◆ **EXERCISE REQUIREMENTS**: In the passage on raising a daughter with a heart condition, change "baby girl" to "little girl" and give the stretch from "Don’t be scared" through "and cherish them." again with that change.

◆ **SOURCE DOCUMENT**:
'''

Don’t be scared she is going to get through the heart surgery and amaze everyone.
She is going to amaze you with how much she can do. She will do so much more than the experts tell you she will do. I would tell myself that I am stronger than I know and that she is stronger than I can ever imagine and we will all be alright. I would tell myself that you will love this baby girl more than you can possibly imagine. She will teach you to love better to hug harder and kiss longer. She is going to change your whole world as you know it and make it even better. You will appreciate how precious life is. The road ahead might be scary because there is so much more that is unknown but don’t worry about what you don’t know, just love her and she will love you back. Enjoy life in this very moment, enjoy each one as they come and cherish them.
So my little guy is trying his hardest to find an extra-curricular activity that he will enjoy. Yesterday we tested out karate, in the car he said to me, mom I am not sure that karate is for me, I didn’t really have too much fun. So onto the next thing, in search of swimming lessons that do not break the bang because as he put it, “I think swimming is my thing mom.” Okay if you say so, he was so cute in karate and he did really well for his first try, do I make him do it anyway or just keep trying to find something that fits him. Hmmm. Little Miss is doing really well at her PT, getting stronger everyday.

'''

◆ **DATASET CONTENT**:
'''

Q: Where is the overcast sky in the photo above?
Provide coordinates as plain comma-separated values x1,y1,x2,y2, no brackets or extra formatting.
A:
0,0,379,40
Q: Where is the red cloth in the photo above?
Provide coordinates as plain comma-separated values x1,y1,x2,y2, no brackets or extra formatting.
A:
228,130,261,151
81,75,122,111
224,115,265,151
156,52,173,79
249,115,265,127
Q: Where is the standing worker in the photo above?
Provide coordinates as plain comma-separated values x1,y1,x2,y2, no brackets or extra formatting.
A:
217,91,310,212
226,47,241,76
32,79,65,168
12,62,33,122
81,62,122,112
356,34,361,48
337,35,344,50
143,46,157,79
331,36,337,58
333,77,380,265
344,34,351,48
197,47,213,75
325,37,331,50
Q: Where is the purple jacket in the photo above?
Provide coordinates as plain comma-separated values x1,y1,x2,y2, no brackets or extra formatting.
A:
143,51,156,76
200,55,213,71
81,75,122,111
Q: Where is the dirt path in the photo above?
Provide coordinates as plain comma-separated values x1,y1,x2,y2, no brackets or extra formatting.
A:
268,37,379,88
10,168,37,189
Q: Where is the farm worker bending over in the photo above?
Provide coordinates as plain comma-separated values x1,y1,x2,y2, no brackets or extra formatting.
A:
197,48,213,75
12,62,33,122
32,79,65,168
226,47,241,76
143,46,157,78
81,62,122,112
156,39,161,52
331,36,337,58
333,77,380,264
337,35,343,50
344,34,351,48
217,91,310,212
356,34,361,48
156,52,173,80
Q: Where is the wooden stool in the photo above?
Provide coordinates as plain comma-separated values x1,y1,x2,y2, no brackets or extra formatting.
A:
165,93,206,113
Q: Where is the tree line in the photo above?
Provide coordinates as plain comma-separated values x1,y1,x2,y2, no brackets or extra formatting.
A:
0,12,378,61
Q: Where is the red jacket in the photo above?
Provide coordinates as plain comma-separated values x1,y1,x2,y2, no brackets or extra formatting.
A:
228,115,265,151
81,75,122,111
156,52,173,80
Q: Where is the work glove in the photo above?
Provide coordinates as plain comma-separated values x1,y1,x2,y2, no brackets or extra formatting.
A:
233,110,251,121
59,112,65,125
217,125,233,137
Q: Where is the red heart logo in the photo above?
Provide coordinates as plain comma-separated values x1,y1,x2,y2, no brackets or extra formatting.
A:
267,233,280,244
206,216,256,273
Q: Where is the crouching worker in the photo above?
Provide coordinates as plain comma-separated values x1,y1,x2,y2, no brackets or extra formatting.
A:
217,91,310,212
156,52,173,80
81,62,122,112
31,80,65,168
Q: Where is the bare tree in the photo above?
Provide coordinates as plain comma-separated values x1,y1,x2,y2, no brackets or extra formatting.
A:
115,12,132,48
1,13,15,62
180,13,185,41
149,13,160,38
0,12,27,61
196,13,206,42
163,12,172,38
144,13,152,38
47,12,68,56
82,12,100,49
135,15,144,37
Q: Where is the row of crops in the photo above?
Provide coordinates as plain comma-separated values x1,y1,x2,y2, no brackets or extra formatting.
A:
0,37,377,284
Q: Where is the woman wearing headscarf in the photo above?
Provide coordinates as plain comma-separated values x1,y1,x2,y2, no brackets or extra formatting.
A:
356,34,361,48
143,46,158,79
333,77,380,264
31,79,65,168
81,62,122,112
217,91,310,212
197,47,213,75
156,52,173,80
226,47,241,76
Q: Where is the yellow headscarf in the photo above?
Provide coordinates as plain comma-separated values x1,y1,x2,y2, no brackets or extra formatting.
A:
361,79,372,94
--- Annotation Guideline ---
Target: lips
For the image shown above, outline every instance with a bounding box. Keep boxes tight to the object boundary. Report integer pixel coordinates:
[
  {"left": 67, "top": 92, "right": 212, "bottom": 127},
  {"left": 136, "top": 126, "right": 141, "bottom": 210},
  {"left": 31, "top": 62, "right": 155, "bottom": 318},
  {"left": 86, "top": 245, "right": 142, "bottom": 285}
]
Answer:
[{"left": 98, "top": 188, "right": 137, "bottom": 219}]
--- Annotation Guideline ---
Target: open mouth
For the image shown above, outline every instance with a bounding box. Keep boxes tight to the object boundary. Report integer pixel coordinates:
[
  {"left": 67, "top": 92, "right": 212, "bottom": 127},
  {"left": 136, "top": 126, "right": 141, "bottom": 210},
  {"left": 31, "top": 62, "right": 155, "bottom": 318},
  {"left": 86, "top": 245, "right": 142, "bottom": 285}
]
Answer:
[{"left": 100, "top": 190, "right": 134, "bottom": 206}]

'''

◆ **THE ANSWER**:
Don’t be scared she is going to get through the heart surgery and amaze everyone.
She is going to amaze you with how much she can do. She will do so much more than the experts tell you she will do. I would tell myself that I am stronger than I know and that she is stronger than I can ever imagine and we will all be alright. I would tell myself that you will love this little girl more than you can possibly imagine. She will teach you to love better to hug harder and kiss longer. She is going to change your whole world as you know it and make it even better. You will appreciate how precious life is. The road ahead might be scary because there is so much more that is unknown but don’t worry about what you don’t know, just love her and she will love you back. Enjoy life in this very moment, enjoy each one as they come and cherish them.